Selected passage:
OK, here are some excerpts from the article by Hib Halverson that I scanned in. There will be a Part 2 to this article in the next issue. By the way, if you haven't checked out
Corvette Enthusiast yet you might want to. Not so :quote:so technically lightweight and full of fluff:quote: as the other mags.:thumbs:
"The most common EP additive in automotive engine oils is zinc dialkyldithiophosphate (ZDDP), a family of coordination compounds of zinc and dithiophosphoric acid which, in longer-chain, molecular derivatives, easily dissolve in engine oils. Known more commonly as "zinc dithiophosphate" (ZDP), "zinc phosphate", or quite incorrectly, just "zinc", this compound was initially added to oil in the 1940s as an anticorrosive/antioxidant. Later, it was discovered to be an excellent extreme pressure lubricant.

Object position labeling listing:

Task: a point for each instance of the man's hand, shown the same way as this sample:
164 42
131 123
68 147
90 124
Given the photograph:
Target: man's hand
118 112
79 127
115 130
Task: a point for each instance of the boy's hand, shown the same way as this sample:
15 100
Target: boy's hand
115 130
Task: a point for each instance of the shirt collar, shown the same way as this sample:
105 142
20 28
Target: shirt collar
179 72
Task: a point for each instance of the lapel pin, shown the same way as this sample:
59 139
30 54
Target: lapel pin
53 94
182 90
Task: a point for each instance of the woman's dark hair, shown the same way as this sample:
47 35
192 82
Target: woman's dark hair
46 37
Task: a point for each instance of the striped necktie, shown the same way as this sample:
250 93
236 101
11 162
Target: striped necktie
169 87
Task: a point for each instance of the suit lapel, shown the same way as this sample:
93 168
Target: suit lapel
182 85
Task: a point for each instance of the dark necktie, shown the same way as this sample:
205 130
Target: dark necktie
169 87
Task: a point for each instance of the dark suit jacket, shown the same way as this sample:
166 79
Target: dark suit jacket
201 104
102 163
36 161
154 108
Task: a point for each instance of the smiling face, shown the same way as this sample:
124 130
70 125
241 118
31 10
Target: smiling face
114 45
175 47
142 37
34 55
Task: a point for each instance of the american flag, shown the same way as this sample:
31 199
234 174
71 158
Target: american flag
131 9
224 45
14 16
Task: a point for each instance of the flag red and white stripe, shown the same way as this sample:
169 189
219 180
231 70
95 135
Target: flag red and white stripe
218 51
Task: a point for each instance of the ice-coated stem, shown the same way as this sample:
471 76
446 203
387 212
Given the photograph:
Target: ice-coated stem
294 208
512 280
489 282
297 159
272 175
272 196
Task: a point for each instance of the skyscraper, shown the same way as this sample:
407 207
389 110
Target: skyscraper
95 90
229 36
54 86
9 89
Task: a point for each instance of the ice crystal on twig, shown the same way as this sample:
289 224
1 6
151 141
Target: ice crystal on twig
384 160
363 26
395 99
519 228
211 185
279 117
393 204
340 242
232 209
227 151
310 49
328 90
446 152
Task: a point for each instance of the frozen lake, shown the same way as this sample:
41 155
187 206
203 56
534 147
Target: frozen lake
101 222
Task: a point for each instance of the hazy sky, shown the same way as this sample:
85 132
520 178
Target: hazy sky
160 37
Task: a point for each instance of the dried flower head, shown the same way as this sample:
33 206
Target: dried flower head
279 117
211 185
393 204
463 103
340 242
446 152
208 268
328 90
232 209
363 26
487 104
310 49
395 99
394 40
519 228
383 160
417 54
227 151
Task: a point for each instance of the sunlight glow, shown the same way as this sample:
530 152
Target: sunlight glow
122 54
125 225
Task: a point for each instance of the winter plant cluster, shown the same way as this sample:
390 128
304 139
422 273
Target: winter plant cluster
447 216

---

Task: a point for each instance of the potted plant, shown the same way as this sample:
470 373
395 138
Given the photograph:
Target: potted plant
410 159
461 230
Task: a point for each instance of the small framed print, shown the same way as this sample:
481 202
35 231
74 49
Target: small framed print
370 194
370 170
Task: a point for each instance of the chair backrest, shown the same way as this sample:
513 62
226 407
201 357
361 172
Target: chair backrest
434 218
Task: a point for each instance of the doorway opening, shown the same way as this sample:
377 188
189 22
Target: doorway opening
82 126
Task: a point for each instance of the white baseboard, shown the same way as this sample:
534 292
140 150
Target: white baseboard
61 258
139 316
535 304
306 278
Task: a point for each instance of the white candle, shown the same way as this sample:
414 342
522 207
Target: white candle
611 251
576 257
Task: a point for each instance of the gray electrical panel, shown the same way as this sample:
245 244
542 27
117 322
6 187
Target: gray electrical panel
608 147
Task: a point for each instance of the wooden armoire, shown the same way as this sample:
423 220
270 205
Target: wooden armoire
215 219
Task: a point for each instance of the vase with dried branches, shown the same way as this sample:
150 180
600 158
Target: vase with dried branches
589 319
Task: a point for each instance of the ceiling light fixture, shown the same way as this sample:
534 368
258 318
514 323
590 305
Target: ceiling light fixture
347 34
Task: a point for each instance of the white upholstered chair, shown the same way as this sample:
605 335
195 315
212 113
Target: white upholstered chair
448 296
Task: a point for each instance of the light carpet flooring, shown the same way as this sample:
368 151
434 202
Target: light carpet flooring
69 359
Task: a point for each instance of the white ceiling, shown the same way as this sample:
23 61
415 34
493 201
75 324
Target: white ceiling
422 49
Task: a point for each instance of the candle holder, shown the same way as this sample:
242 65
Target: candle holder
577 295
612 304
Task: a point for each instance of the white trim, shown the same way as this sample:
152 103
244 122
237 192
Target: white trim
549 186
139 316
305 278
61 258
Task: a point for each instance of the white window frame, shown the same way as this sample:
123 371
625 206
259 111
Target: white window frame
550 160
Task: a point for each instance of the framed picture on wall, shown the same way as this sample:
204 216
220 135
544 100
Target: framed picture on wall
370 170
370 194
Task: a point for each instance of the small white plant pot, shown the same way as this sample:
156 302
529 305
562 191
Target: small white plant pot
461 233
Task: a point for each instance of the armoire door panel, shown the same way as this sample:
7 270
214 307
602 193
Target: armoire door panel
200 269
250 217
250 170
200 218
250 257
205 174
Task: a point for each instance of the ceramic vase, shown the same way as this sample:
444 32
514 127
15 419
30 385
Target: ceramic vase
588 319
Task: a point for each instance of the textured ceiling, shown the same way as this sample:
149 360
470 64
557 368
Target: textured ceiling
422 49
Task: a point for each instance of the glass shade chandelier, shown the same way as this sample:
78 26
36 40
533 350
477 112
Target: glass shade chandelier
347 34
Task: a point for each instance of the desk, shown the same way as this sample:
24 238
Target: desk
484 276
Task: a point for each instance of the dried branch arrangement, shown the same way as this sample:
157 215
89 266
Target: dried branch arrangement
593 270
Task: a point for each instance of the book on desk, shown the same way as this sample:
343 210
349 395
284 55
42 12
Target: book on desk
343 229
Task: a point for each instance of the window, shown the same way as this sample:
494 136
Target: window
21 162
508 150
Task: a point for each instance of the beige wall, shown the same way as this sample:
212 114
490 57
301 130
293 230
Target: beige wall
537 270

--

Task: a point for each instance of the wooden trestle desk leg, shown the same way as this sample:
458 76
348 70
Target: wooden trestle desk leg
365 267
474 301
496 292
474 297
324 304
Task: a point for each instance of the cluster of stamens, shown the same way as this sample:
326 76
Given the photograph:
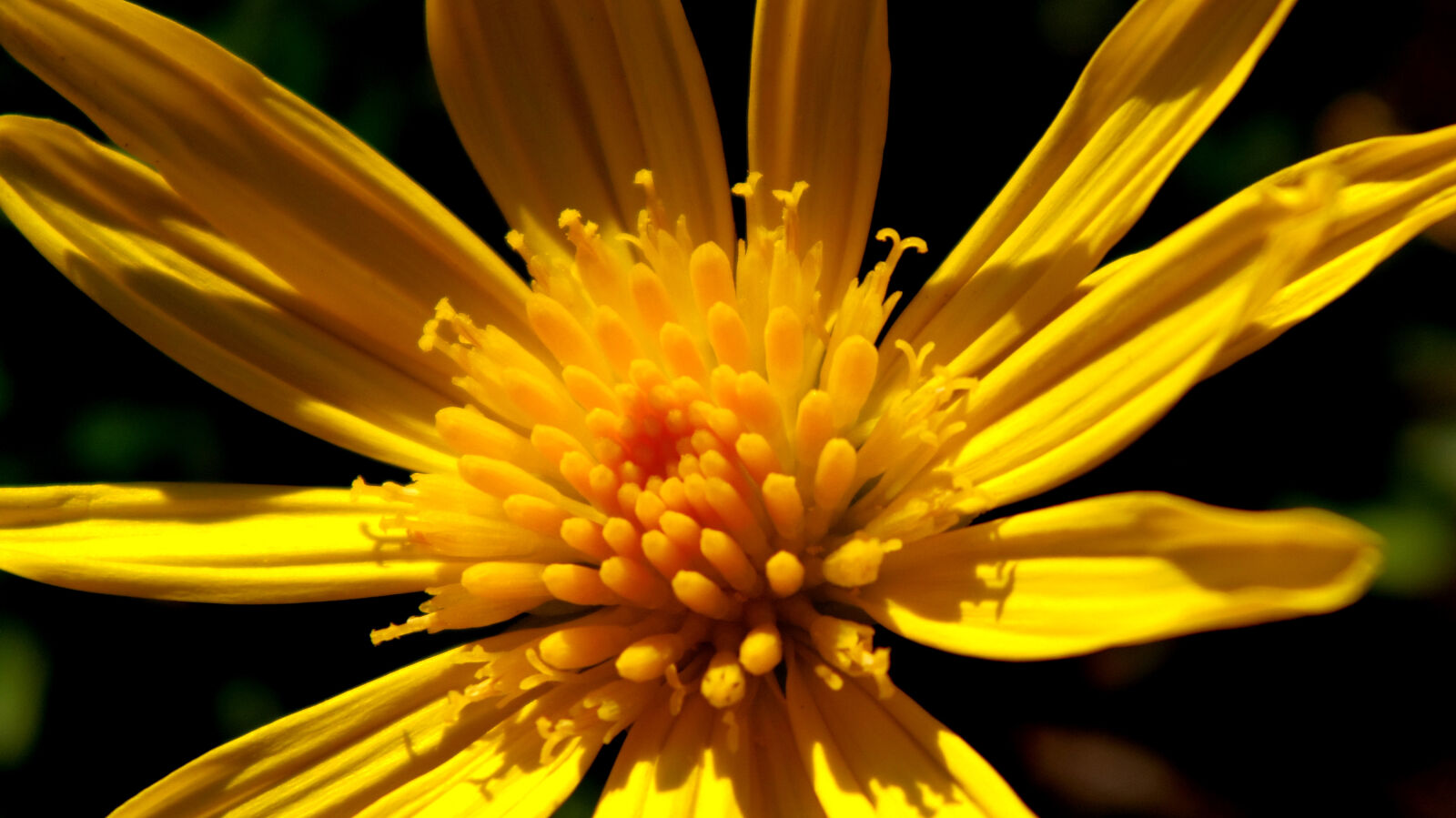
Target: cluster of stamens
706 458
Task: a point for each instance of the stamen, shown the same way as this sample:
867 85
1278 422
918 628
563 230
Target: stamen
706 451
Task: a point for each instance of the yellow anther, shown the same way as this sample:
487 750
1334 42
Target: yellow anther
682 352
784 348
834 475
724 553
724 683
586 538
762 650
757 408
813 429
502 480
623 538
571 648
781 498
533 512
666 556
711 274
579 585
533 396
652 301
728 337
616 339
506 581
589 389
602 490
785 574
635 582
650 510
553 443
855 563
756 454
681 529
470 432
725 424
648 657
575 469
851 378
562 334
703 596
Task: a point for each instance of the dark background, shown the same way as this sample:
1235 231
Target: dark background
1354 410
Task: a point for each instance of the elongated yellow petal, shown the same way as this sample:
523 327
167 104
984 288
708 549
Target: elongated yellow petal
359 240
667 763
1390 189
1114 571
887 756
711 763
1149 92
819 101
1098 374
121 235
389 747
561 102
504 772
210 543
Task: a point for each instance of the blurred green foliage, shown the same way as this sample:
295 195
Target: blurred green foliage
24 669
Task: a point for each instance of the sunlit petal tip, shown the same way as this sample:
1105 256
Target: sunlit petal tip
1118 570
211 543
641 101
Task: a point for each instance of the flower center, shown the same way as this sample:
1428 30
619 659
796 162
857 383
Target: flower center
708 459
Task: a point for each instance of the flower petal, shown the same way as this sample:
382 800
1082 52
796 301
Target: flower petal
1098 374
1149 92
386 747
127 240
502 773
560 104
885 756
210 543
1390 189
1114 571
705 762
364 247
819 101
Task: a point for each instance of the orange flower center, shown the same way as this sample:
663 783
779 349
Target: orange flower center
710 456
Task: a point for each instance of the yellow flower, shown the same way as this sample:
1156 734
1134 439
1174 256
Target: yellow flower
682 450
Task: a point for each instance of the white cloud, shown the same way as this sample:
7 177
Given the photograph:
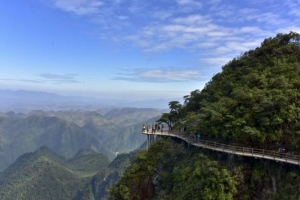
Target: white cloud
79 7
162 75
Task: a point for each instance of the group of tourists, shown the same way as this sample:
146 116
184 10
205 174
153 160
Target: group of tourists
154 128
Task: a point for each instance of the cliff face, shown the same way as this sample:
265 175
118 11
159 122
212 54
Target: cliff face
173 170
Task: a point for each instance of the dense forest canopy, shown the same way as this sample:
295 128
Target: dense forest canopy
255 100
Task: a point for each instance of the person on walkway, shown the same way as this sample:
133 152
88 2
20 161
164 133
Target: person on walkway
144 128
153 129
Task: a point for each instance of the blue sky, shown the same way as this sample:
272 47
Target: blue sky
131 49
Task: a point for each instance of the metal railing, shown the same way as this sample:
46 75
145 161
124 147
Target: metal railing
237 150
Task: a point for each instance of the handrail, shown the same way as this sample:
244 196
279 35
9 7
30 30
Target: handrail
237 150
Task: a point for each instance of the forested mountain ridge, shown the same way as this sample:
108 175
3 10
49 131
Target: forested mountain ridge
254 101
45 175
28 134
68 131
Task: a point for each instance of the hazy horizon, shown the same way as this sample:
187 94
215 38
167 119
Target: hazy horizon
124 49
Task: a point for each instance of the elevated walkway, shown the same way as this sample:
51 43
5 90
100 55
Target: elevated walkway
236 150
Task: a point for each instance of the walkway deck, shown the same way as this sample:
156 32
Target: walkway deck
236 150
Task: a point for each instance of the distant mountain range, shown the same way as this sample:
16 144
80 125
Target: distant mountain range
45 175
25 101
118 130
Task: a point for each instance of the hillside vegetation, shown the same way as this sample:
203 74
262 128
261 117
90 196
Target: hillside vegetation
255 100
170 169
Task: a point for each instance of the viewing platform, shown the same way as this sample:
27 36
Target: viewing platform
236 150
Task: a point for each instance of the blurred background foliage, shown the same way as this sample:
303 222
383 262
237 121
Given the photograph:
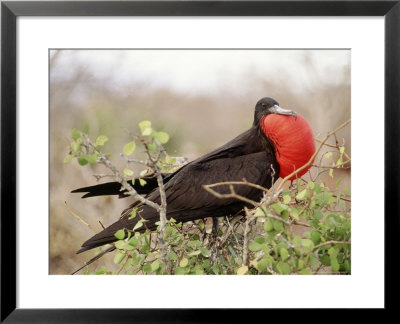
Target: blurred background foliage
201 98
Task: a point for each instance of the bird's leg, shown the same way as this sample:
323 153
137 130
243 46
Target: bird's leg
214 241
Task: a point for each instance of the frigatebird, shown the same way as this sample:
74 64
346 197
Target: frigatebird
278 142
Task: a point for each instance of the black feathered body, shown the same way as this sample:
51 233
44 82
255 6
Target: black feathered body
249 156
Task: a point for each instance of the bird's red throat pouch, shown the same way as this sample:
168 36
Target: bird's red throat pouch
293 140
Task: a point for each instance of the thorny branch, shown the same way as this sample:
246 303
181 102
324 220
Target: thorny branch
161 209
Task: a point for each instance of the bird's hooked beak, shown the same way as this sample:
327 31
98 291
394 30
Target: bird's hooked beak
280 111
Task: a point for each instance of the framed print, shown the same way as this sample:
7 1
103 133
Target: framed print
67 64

What is asked:
1. Extract every line of the listing above that contains the string "dense".
2. Resume the forum post about zinc additives in engine oil, picking up after its final sentence.

Responses for each task:
1.
Task: a point for each instance of the dense forest canopy, shown the same way as this sample:
Target: dense forest canopy

2.
When subjected to heat present at the lobe/lifter interface, ZDP decomposes into alcohol, zinc, sulfur and phosphorous. The alcohol evaporates and the zinc mostly washes away, leaving sulfur and phosphorous to combine with iron molecules on the surface of the cam lobe to make iron sulfide and iron phosphate, the two compounds which perform EP lubrication.
"The 'di-thio' in 'zincdithiophosphate' means for every phosphorous there are two sulfur molecules," Red Line Synthetic Oil Corporation's Vice President and top petrochemical engineer, Roy Howell, told Corvette Enthusiast. "Sulfur is probably more important than zinc and phosphorous.
"The (cam and lifter) wear surfaces are rich in iron and sulfur with a lesser amount of phosphorous. The ZDP decomposes into a soft, thin film of iron sulfide and iron phosphate which prevents iron adhesion, or welding. The zinc doesn't do much. If you look at photomicrographs of cams and lifters, there's hardly any zinc coating, but there's a lot of iron sulfide coating and some iron phosphate coating.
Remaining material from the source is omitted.